◆ Given task ◆
Report every line below that contains the word "foliage", copying each such line in full.

[Rows of box annotation data]
= = =

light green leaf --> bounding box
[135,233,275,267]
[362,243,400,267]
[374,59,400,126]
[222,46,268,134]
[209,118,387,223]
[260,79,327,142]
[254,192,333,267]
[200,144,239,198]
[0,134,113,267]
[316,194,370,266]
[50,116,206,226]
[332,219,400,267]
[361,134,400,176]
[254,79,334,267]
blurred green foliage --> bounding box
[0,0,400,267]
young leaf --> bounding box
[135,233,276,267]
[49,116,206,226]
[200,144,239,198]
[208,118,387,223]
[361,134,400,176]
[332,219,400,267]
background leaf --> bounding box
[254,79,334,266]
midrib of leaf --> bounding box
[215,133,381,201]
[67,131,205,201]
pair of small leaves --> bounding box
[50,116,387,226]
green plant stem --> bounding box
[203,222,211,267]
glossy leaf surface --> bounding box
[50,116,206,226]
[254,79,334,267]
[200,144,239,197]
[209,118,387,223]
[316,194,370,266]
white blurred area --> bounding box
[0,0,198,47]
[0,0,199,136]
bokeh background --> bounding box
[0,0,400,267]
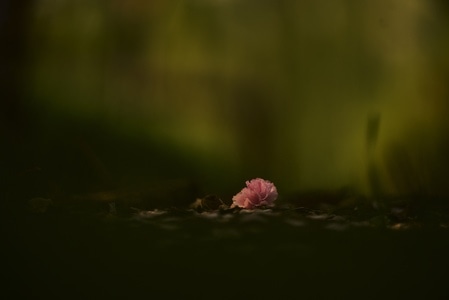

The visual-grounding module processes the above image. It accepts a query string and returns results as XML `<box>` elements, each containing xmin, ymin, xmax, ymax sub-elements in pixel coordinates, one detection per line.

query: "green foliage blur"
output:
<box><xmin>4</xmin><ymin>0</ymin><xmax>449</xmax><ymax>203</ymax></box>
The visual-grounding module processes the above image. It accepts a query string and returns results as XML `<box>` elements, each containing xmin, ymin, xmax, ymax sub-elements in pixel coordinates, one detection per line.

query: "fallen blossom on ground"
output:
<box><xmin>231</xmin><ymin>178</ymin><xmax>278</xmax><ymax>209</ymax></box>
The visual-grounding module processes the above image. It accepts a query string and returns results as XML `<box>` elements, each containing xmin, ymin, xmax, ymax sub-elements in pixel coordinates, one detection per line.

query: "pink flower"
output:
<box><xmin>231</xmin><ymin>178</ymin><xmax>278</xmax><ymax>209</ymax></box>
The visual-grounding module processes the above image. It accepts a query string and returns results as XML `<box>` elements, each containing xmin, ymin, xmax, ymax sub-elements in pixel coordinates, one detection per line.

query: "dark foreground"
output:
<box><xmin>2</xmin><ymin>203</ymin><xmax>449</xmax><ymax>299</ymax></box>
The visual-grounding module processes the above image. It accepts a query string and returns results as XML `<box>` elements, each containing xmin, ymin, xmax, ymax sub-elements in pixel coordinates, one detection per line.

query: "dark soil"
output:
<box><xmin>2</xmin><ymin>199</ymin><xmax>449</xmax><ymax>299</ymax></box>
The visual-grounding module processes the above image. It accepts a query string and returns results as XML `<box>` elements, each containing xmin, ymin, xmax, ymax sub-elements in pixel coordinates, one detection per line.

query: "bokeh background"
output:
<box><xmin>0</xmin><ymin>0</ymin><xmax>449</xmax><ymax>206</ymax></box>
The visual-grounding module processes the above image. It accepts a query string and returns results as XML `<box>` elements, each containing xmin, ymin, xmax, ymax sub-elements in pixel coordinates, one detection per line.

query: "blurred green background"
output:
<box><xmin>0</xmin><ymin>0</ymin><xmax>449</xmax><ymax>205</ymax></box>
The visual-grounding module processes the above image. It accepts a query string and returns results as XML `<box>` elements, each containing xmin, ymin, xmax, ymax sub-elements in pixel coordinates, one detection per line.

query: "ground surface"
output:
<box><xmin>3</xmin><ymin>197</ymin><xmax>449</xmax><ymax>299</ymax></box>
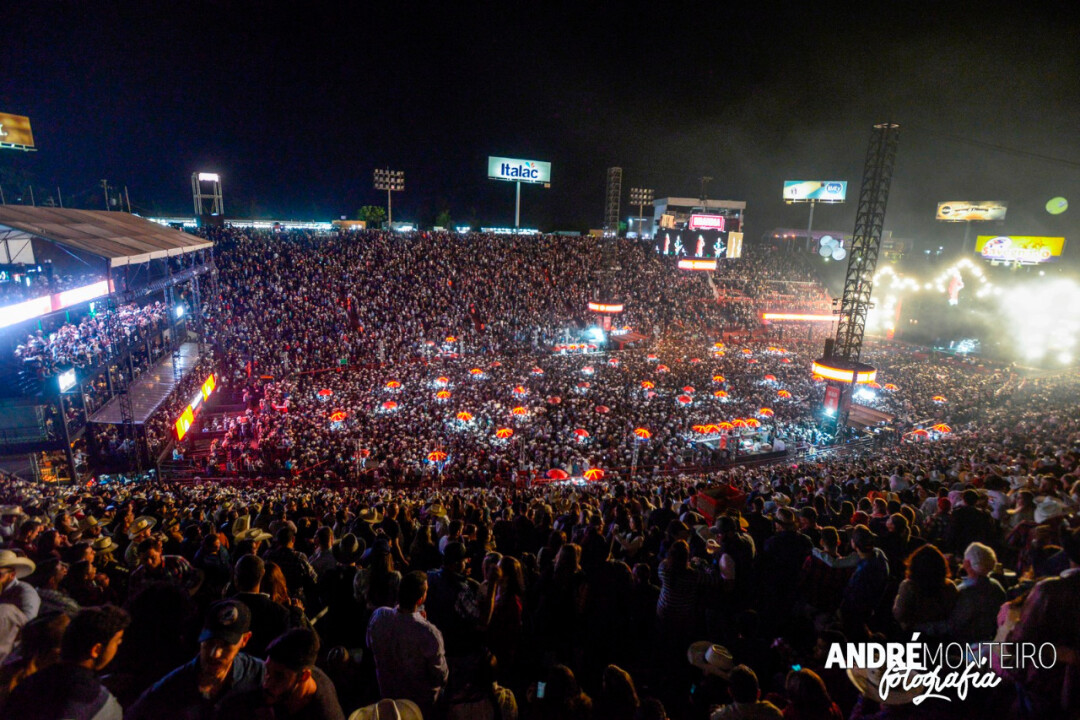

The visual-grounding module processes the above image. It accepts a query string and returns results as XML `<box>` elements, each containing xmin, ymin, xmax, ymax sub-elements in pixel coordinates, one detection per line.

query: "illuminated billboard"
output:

= = =

◆ Written response ◆
blurred green foliage --> bounding box
query: "green foliage blur"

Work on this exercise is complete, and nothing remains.